[Dataset entries]

▬▬▬▬▬▬▬▬▬▬

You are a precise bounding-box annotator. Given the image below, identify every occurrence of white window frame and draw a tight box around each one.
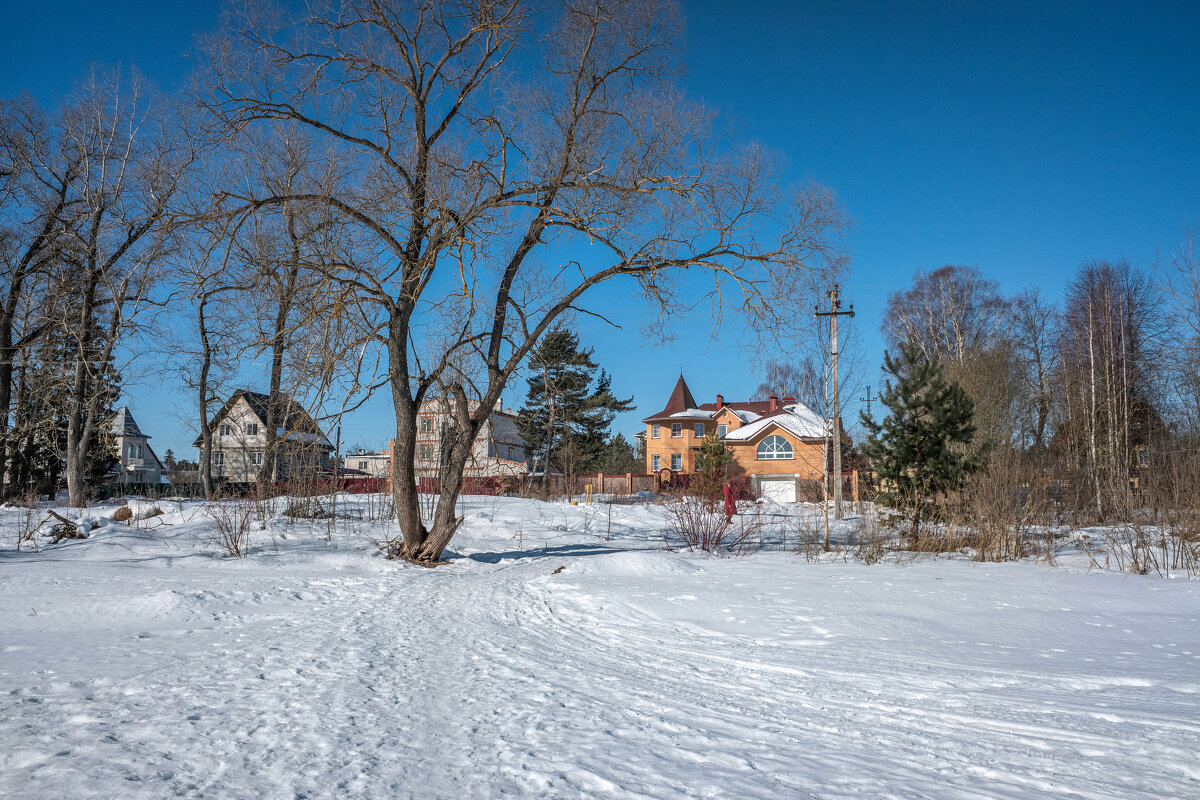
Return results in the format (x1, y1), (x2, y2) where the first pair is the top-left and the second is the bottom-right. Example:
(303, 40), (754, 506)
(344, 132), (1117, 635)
(754, 433), (796, 461)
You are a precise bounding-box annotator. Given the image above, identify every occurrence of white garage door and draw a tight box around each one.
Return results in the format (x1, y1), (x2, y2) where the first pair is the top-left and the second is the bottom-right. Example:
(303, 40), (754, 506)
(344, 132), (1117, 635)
(758, 475), (796, 503)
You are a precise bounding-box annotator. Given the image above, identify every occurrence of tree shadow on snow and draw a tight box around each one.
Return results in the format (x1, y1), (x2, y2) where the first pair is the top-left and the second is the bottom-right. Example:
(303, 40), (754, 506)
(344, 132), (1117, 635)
(457, 545), (640, 564)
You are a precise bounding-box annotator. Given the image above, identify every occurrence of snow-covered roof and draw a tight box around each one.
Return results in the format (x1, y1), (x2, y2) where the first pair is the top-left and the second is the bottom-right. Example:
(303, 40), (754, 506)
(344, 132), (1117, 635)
(671, 408), (713, 420)
(722, 405), (762, 423)
(725, 403), (829, 441)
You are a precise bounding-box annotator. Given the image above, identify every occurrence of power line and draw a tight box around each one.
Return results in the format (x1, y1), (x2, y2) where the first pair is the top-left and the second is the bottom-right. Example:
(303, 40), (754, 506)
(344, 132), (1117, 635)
(812, 283), (854, 519)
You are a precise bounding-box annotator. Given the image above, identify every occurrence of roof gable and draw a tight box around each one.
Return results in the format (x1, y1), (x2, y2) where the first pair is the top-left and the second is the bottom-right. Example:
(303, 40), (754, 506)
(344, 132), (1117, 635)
(725, 403), (829, 443)
(192, 389), (332, 450)
(112, 405), (150, 439)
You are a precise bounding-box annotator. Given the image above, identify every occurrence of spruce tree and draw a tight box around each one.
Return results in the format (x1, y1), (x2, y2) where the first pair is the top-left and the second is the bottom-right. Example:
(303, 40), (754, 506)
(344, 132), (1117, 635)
(688, 433), (733, 509)
(860, 342), (988, 539)
(517, 326), (634, 483)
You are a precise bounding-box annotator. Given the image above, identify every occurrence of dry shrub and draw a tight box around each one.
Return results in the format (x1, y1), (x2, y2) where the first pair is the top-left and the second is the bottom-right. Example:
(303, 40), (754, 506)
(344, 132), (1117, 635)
(137, 506), (163, 522)
(851, 505), (896, 564)
(283, 495), (334, 519)
(666, 492), (754, 553)
(796, 477), (826, 503)
(1085, 452), (1200, 578)
(205, 499), (254, 558)
(900, 450), (1055, 561)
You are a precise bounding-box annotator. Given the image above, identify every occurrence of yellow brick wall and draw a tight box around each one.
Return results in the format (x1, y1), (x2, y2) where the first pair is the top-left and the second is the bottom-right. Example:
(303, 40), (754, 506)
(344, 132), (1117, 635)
(728, 428), (824, 479)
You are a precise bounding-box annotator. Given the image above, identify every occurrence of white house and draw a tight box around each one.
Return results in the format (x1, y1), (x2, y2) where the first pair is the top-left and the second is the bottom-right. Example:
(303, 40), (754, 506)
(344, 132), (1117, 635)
(193, 389), (334, 483)
(416, 398), (529, 477)
(112, 405), (169, 483)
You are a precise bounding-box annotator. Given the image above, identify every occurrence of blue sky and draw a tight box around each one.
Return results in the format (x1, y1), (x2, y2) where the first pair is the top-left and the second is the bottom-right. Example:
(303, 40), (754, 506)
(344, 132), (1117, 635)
(0, 0), (1200, 453)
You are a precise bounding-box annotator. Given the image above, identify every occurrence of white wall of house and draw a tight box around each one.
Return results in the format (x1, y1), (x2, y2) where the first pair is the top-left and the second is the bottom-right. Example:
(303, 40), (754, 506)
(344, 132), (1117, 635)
(212, 397), (329, 483)
(115, 435), (162, 483)
(416, 399), (528, 477)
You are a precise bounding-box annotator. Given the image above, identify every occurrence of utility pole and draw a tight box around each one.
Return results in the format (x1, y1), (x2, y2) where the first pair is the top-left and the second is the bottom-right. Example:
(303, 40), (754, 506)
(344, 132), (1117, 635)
(858, 386), (878, 420)
(812, 283), (854, 519)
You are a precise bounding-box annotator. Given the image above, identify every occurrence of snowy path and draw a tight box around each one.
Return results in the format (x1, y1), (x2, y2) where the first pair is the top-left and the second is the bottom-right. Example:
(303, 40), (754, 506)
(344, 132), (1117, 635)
(0, 501), (1200, 798)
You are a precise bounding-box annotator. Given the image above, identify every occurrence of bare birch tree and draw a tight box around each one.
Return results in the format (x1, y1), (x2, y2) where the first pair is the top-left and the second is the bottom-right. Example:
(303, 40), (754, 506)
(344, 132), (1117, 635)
(208, 0), (845, 563)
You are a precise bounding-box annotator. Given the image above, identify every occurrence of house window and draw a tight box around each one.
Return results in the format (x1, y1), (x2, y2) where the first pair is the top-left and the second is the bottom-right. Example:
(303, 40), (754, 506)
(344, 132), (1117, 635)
(757, 437), (792, 461)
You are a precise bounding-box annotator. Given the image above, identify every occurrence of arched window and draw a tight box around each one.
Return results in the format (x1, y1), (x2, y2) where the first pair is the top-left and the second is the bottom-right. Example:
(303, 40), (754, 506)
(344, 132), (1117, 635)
(758, 437), (792, 461)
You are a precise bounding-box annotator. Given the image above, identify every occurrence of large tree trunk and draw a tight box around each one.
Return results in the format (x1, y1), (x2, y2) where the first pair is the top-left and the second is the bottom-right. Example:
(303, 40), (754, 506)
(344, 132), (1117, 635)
(196, 296), (217, 500)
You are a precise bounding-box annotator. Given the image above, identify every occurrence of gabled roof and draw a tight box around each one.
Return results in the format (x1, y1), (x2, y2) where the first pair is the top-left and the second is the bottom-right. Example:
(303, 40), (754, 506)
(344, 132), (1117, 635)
(113, 405), (150, 439)
(192, 389), (334, 450)
(725, 403), (829, 441)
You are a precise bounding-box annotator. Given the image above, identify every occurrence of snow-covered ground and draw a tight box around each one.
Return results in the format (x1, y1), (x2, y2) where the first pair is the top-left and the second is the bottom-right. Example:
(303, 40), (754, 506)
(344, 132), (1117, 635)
(0, 498), (1200, 799)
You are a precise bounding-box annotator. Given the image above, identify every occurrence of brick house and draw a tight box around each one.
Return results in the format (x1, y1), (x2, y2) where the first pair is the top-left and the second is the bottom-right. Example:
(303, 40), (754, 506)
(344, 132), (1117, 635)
(643, 375), (847, 503)
(192, 389), (334, 483)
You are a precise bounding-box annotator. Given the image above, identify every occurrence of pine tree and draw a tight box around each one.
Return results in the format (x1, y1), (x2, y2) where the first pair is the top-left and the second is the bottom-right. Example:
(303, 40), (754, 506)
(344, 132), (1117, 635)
(860, 342), (988, 539)
(517, 326), (634, 483)
(688, 433), (733, 507)
(598, 433), (646, 475)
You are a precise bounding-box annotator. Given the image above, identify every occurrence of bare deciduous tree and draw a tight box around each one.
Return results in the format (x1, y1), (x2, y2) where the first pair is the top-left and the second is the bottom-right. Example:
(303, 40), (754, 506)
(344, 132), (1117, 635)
(209, 0), (845, 563)
(56, 73), (198, 507)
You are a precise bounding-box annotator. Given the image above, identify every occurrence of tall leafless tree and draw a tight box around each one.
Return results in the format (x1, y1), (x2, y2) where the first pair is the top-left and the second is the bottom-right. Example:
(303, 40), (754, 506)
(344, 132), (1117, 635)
(55, 72), (198, 507)
(208, 0), (844, 563)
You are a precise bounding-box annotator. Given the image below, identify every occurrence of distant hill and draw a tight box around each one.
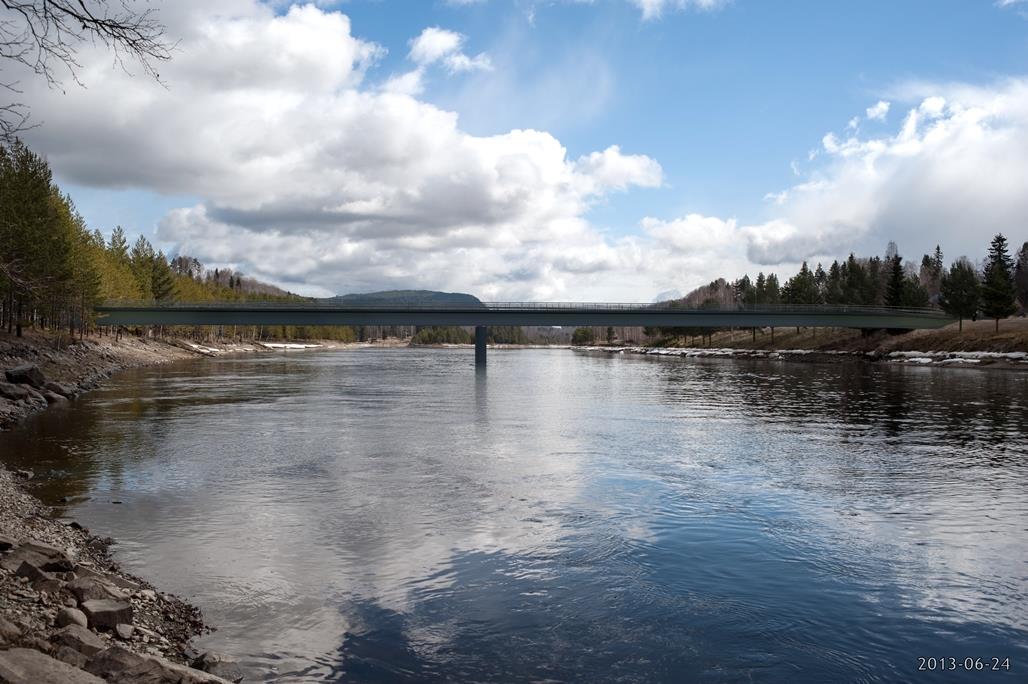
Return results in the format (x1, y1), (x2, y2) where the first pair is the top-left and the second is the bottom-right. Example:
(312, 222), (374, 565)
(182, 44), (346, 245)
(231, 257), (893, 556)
(328, 290), (485, 308)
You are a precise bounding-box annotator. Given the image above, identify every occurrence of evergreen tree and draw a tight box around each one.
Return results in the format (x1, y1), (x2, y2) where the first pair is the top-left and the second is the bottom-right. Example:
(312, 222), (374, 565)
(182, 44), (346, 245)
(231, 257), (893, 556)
(150, 252), (175, 301)
(885, 255), (905, 307)
(782, 261), (823, 304)
(982, 233), (1017, 331)
(108, 225), (129, 262)
(939, 257), (981, 330)
(129, 236), (156, 299)
(732, 276), (757, 307)
(918, 245), (943, 301)
(764, 274), (781, 304)
(824, 261), (846, 304)
(572, 328), (595, 347)
(754, 272), (768, 304)
(842, 254), (870, 304)
(1014, 242), (1028, 312)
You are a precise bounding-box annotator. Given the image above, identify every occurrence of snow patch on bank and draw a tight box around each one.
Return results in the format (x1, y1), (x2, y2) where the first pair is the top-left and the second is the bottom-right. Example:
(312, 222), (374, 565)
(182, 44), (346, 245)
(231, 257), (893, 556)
(573, 347), (1028, 366)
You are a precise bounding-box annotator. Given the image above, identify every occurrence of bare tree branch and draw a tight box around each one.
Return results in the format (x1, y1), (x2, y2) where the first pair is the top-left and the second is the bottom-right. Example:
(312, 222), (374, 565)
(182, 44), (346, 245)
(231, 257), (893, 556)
(0, 0), (174, 142)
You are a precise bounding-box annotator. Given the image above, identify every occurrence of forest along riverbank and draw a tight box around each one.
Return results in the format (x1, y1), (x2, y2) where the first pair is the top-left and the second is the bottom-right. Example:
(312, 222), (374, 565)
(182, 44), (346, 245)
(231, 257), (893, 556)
(0, 333), (341, 684)
(575, 318), (1028, 370)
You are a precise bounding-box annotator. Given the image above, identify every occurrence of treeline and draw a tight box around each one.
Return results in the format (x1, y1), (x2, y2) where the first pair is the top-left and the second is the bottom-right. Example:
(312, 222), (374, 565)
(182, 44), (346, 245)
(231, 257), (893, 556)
(0, 141), (358, 341)
(641, 235), (1028, 337)
(410, 325), (530, 345)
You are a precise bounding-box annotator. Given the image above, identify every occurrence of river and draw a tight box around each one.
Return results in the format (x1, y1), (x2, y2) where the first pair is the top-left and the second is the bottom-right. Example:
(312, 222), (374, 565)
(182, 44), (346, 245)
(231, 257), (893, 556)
(0, 349), (1028, 682)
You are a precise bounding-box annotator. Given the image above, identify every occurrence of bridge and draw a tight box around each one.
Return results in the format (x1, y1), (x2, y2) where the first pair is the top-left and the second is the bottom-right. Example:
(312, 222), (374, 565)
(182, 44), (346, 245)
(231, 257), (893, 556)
(96, 299), (953, 365)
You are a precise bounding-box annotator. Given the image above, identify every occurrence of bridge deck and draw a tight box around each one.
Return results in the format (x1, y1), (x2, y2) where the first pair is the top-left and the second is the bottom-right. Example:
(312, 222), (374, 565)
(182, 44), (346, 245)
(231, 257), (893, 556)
(96, 300), (953, 329)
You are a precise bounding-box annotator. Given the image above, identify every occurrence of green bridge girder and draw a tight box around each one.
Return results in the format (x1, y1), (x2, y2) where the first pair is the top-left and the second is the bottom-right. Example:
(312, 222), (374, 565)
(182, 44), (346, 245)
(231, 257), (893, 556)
(96, 301), (954, 329)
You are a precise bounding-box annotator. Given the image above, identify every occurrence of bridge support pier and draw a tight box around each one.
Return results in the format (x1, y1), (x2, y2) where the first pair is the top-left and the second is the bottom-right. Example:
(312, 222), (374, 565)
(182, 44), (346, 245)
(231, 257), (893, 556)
(475, 325), (489, 367)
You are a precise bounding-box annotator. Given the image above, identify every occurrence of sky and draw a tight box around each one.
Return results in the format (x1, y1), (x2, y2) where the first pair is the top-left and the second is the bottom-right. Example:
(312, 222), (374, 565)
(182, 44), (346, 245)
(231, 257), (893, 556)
(12, 0), (1028, 301)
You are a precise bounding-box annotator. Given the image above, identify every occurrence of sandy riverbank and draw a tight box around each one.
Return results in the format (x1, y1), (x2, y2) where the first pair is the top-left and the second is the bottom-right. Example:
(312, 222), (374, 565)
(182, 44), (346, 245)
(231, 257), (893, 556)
(575, 318), (1028, 370)
(0, 333), (365, 683)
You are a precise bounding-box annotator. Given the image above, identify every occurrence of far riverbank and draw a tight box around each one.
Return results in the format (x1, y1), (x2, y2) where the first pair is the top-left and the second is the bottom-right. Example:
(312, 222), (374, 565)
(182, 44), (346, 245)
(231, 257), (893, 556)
(575, 318), (1028, 370)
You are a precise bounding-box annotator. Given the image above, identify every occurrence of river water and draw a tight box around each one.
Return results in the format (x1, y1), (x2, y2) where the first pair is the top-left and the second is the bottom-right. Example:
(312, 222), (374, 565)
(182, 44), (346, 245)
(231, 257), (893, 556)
(0, 349), (1028, 682)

▬▬▬▬▬▬▬▬▬▬

### INSTRUCTION
Recast the stretch from the line containing "of river water" through the end of the entries as a JSON list of strings, one string per line, with blank lines left out.

### WRITTEN SOLUTION
[
  "You are a precise bounding-box annotator. Given the image above, identify every occurrence of river water and draw a tight box around each one.",
  "Return results in the format (x1, y1), (x2, y2) where the first pair is the top-left and the second is the bottom-right. Example:",
  "(312, 222), (374, 565)",
  "(182, 44), (346, 245)",
  "(231, 257), (893, 556)",
  "(0, 349), (1028, 682)"
]